(Data shown begins)
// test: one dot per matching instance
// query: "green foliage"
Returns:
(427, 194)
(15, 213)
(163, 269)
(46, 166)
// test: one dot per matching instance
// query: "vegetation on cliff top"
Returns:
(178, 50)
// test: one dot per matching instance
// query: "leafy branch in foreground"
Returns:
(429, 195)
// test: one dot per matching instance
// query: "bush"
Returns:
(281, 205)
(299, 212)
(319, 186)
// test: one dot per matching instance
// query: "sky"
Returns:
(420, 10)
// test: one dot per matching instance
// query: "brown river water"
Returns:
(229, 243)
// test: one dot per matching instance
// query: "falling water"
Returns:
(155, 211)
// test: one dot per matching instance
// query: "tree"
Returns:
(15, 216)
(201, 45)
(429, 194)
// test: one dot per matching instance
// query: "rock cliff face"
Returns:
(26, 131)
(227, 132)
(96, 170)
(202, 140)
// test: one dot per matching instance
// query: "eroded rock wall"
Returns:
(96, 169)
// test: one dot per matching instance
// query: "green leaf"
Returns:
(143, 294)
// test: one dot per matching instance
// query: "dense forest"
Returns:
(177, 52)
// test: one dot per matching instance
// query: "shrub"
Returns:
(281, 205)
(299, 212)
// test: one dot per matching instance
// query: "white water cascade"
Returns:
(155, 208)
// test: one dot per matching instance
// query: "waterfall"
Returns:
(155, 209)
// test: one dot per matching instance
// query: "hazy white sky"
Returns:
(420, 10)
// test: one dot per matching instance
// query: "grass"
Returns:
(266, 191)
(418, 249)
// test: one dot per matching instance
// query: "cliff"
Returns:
(Data shown ends)
Your goal: Would you repeat each of the records above exactly?

Result:
// test: one dot per matching instance
// query: "green foliage"
Returns:
(427, 194)
(15, 213)
(163, 269)
(46, 166)
// test: one dot per matching instance
// query: "vegetation on cliff top"
Returns:
(178, 50)
// test: one dot per matching instance
// query: "leafy branch in foreground"
Returns:
(429, 195)
// test: one dot per matching instance
// query: "bush"
Returns:
(281, 205)
(299, 212)
(319, 186)
// test: one dot per matching instance
// query: "sky"
Returns:
(420, 10)
// test: one dot per matching instance
// query: "brown river water"
Returns:
(229, 243)
// test: one dot per matching instance
// query: "falling water"
Returns:
(155, 211)
// test: one dot per matching instance
// query: "tree"
Returns:
(15, 216)
(201, 45)
(429, 194)
// test: one dot per matching instance
// query: "rock cliff face"
Returns:
(26, 131)
(227, 132)
(96, 170)
(202, 140)
// test: one dot per matching instance
// query: "eroded rock wall"
Returns:
(96, 169)
// test: one dot per matching instance
// query: "green leaf"
Returns:
(143, 294)
// test: one dot per matching instance
// query: "dense forest"
Returns:
(177, 52)
// test: one dot per matching instance
// query: "shrub"
Returns:
(281, 205)
(299, 212)
// test: one dot per matching instance
// query: "white water cascade"
Returns:
(155, 208)
// test: one dot per matching instance
// query: "waterfall"
Returns:
(155, 209)
// test: one dot per matching instance
// query: "hazy white sky"
Returns:
(420, 10)
// test: one dot per matching instance
// query: "grass"
Returns:
(266, 191)
(418, 249)
// test: one dot per matching instance
// query: "cliff"
Returns:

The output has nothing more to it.